» ЗАДАНИЯ:
1: Изложите содержание фрагмента «Крестный путь» в двух предложениях.
2: Перепишите дословно часть фрагмента «Крестный путь», которая начинается со слов «АНДРЕЙ ХВАЛИН» и заканчивается словами «в Высший Промысл.».

Крестный путь
Первая мировая и гражданская война разделила Россию на советскую и зарубежную. В историографии период между двумя мировыми войнами получил наименование INTERBELLUM или, по-русски, МЕЖВОЙНА. Осмыслению русской национальной зарубежной мыслью процессов и событий, приведших к грандиозным военным столкновениям в истории человечества, их урокам и последствиям посвящен новый проект «Имперского архива» INTERBELLUM /МЕЖВОЙНА. Для свободной мысли нет железного занавеса, и дух дышит, где хочет.
АНДРЕЙ ХВАЛИН
+
КРЕСТНЫЙ ПУТЬ
Русская зарубежная пресса в десятую годовщину Екатеринбургского злодеяния и Голгофской победы святой Царской Семьи.
В десятилетнюю годовщину Екатеринбургского злодеяния – как скорбно вспоминается этот путь, Голгофа покойного Государя и его семьи. Кажется, никогда на протяжении всей истории народов не было трагедии ужаснее и, в то же время, не была запечатлена трагедия образом более безропотного мученичества…
Материалов за 1917-18 г.г. опубликовано достаточно, особенно в советских изданиях, пусть в последних много лжи, советских беззастенчивых искажений, передержек – никакими клеветническими разоблачениями, никакой ложью революционной ненависти не затемнить правды о Государе-мученике, бестрепетно-стойко, до конца несшем свой крест, с не поколебленной до конца верой в Высший Промысл.

» ИСХОДНЫЕ ДАННЫЕ:
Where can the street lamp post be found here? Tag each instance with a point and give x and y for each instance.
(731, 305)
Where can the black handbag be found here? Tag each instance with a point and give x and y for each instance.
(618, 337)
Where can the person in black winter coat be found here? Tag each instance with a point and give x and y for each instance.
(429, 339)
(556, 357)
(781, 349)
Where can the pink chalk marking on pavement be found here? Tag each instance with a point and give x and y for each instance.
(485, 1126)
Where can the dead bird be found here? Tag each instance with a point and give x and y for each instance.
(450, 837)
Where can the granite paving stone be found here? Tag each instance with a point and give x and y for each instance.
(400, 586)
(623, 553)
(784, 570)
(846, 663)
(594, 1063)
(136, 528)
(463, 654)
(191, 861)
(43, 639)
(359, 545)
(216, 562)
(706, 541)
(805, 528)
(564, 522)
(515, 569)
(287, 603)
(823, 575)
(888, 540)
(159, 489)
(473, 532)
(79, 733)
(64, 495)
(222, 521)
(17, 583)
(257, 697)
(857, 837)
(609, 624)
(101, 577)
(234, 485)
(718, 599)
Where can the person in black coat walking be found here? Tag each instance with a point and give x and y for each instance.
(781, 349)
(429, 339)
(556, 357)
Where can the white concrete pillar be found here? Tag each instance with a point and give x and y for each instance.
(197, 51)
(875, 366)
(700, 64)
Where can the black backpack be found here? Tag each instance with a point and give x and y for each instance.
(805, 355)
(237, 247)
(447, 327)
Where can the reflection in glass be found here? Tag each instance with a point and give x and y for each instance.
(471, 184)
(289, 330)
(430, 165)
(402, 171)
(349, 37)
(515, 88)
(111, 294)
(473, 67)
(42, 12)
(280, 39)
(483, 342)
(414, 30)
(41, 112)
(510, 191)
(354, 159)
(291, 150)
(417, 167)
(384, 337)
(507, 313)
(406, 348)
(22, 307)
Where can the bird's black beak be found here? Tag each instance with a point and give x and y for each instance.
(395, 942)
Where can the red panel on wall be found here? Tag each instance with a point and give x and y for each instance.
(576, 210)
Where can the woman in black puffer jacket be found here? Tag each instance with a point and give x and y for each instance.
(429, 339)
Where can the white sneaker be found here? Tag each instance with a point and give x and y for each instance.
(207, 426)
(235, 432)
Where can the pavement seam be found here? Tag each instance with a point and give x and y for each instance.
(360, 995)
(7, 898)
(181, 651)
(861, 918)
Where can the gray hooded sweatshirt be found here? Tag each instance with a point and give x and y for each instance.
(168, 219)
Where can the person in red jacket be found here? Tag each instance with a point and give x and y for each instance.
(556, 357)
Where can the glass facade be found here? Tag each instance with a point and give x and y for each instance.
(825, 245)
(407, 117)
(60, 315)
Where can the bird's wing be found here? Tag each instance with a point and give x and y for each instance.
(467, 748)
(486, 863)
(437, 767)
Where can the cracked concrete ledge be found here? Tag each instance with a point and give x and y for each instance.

» ОЖИДАЕМЫЕ ОТВЕТЫ:
1: Новый проект «Имперского архива» INTERBELLUM/МЕЖВОЙНА посвящен тому, как русская зарубежная мысль осмысляла процессы и события, приведшие к величайшим военным столкновениям в истории человечества, а также их уроки и последствия. В материале «Крестный путь», написанном к десятой годовщине Екатеринбургского злодеяния, со скорбью вспоминается Голгофа Государя и его семьи и утверждается, что никакая советская ложь не затемнит правды о Государе-мученике, до конца несшем свой крест.

2:
АНДРЕЙ ХВАЛИН
+
КРЕСТНЫЙ ПУТЬ
Русская зарубежная пресса в десятую годовщину Екатеринбургского злодеяния и Голгофской победы святой Царской Семьи.
В десятилетнюю годовщину Екатеринбургского злодеяния – как скорбно вспоминается этот путь, Голгофа покойного Государя и его семьи. Кажется, никогда на протяжении всей истории народов не было трагедии ужаснее и, в то же время, не была запечатлена трагедия образом более безропотного мученичества…
Материалов за 1917-18 г.г. опубликовано достаточно, особенно в советских изданиях, пусть в последних много лжи, советских беззастенчивых искажений, передержек – никакими клеветническими разоблачениями, никакой ложью революционной ненависти не затемнить правды о Государе-мученике, бестрепетно-стойко, до конца несшем свой крест, с не поколебленной до конца верой в Высший Промысл.